Retype every one of the following lines verbatim, keeping their order and wording unchanged.

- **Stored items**
[Begin]
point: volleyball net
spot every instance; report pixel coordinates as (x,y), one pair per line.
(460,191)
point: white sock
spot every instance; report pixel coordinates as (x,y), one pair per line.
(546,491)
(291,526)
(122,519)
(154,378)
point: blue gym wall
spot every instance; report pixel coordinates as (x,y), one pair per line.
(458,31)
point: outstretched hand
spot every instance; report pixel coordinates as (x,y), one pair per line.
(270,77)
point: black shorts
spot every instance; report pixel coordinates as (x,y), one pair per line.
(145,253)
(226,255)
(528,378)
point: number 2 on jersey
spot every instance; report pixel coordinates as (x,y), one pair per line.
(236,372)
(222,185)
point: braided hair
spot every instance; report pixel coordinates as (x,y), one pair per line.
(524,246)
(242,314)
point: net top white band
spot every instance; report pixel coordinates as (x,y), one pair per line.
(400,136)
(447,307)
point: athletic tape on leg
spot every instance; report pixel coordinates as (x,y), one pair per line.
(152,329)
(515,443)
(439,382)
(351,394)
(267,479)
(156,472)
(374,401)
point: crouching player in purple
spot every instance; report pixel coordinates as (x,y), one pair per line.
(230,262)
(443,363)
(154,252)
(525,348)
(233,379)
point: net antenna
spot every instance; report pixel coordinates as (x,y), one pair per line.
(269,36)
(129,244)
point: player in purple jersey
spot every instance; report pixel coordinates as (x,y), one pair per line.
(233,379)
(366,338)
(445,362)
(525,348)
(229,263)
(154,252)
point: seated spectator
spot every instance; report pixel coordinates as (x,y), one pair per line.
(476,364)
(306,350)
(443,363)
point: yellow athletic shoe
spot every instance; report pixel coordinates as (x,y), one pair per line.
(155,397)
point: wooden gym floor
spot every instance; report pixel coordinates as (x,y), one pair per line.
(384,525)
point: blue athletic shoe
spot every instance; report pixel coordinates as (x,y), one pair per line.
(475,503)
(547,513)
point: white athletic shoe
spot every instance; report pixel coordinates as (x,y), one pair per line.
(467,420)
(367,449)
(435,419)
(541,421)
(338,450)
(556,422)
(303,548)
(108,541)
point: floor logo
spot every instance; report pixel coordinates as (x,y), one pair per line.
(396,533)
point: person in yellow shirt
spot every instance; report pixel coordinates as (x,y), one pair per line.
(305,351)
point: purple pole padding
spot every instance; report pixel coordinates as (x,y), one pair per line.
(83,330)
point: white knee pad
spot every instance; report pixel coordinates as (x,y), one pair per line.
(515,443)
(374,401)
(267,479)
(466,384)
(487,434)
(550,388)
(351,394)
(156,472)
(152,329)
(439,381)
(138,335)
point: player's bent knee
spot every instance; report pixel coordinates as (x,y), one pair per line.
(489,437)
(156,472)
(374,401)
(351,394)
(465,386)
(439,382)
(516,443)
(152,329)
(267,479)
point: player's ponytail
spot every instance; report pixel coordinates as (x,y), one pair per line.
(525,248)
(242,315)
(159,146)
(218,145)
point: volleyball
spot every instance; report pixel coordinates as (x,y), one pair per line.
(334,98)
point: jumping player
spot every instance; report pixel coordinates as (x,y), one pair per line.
[End]
- **Exercise solution**
point: volleyball net
spot every instance; report pixel coordinates as (x,y), one pair per line.
(460,191)
point: white sock
spot every instance; report pixel coordinates as (x,y), one pair per line.
(546,491)
(291,526)
(122,519)
(154,378)
point: blue gym wall
spot every instance; report pixel coordinates as (x,y), one pair per line.
(458,31)
point: outstretched hand
spot every instance; report pixel coordinates as (x,y), one pair per line.
(270,77)
point: black shorts
spot every instance; report pixel coordinates as (x,y), one pair per line.
(145,253)
(226,255)
(528,378)
point: number 2 on jersey
spot every instance; report pixel coordinates as (x,y), one pair per line.
(236,372)
(222,185)
point: braided hair
spot every instance; report pixel coordinates as (x,y), one pair per line.
(524,246)
(242,314)
point: net top white band
spot every instance; report pixel coordinates as (x,y), one pair per line.
(400,136)
(447,307)
point: athletic tape on leg
spot every instance; report pixel coordinates as (x,y), one pair per line.
(152,329)
(515,443)
(439,382)
(351,394)
(267,479)
(156,472)
(374,401)
point: crouching player in purple
spot every instance; report pixel coordinates as (x,y), one pair per line.
(230,262)
(443,363)
(154,252)
(525,348)
(233,379)
point: net antenna
spot every instance; report pixel coordinates as (x,y), one pair per line.
(269,36)
(129,244)
point: player in purple jersey
spot every instance; report pixel coordinates as (x,y), one pair per line.
(233,379)
(366,338)
(445,362)
(525,348)
(229,263)
(154,252)
point: seated spectator
spot every instance; report pixel coordinates as (x,y), one pair per line.
(476,364)
(306,350)
(443,363)
point: yellow athletic shoe
spot every instance; report pixel coordinates as (x,y), one pair per line.
(155,397)
point: wooden gym floor
spot every instance; report pixel coordinates as (x,y), one pair per line.
(384,525)
point: blue athletic shoe
spot every instance; report pixel coordinates as (x,y), one pair per line.
(475,503)
(547,513)
point: white athletic shoe
spot every instance; report pixel coordinates as (x,y), one pair per line.
(467,420)
(367,449)
(435,419)
(541,421)
(338,450)
(556,422)
(303,548)
(108,541)
point: floor logo
spot every instance; report pixel coordinates as (x,y), one pair per line.
(396,533)
point: person in yellow shirt
spot every instance; report pixel coordinates as (x,y), one pair per line.
(305,351)
point: purple pole padding
spot every instance; report pixel coordinates as (x,y), one pair per line.
(83,330)
point: white knee pad
spot every instance; report pixel coordinates as (x,y), one pair per line.
(515,443)
(374,401)
(267,479)
(466,384)
(487,434)
(550,388)
(351,394)
(156,472)
(152,329)
(439,381)
(138,335)
point: player's bent knee
spot every instance; report pixel coordinates as (x,y), one pair per line.
(489,437)
(156,472)
(374,401)
(351,394)
(465,386)
(439,382)
(516,443)
(152,329)
(267,479)
point: player's ponytail
spot every instance; report pixel coordinates as (x,y), one pair per line.
(525,248)
(242,315)
(159,146)
(218,145)
point: volleyball
spot every instance; report pixel coordinates as (x,y), one pair per line.
(334,98)
point: jumping player
spot every instance; report pixel coordinates as (x,y), one pair per line.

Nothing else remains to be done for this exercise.